Quoted passage -
· · · · ·

Disconcerting news...

I don't really care if they put out a slower card at this point as long as they don't jump on the bandwagon of thinking they can charge almost a grand for their latest card :rolleyes:

They need to put out a card like the 9700 Pro AGP, where you can spend ~$300, buy one card, and have what amounts to the fastest GPU solution available.
 
Just wanted to point out:

From the article -

Update: Our sources close to AMD have reported that any reports of performance issues at this time are pointless. We have concrete confirmation that the GPU will launch at E3 – so we have something to look forward to very soon and will get a chance to see its final performance as well.

 
I read the original article that didn't have the update in it. Thanks for pointing that out.
 
It's a WCCF article. Seriously op, you might as well quote an article from the inquirer. :rolleyes:
 
I don't really care if they put out a slower card at this point as long as they don't jump on the bandwagon of thinking they can charge almost a grand for their latest card :rolleyes:

They need to put out a card like the 9700 Pro AGP, where you can spend ~$300, buy one card, and have what amounts to the fastest GPU solution available.

· · · · ·

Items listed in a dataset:

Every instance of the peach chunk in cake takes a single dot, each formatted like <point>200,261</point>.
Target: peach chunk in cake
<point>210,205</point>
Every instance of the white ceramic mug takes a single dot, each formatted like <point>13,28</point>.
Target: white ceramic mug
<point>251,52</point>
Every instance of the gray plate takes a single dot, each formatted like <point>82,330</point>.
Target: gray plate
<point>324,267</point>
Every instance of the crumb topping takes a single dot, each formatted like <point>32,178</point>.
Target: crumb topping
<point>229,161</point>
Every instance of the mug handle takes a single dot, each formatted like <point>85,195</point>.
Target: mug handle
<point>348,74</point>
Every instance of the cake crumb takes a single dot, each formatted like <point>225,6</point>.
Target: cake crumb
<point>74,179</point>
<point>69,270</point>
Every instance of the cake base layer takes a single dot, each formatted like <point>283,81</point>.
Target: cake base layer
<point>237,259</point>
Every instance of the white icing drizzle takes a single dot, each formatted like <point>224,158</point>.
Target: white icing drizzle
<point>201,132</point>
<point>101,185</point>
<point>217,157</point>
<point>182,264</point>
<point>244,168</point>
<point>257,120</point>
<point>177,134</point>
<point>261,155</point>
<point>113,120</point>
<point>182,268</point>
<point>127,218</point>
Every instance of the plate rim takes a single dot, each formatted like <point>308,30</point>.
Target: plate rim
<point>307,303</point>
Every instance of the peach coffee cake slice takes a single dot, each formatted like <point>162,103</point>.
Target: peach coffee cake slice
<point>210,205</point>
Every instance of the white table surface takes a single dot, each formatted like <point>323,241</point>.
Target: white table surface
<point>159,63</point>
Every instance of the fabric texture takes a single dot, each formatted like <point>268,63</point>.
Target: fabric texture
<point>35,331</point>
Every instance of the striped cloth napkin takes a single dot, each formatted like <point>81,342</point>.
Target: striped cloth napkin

· · · · ·

Written problem - Reproduce the forum thread verbatim from "From the article" to "performance as well.".

The answer -
From the article -

Update: Our sources close to AMD have reported that any reports of performance issues at this time are pointless. We have concrete confirmation that the GPU will launch at E3 – so we have something to look forward to very soon and will get a chance to see its final performance as well.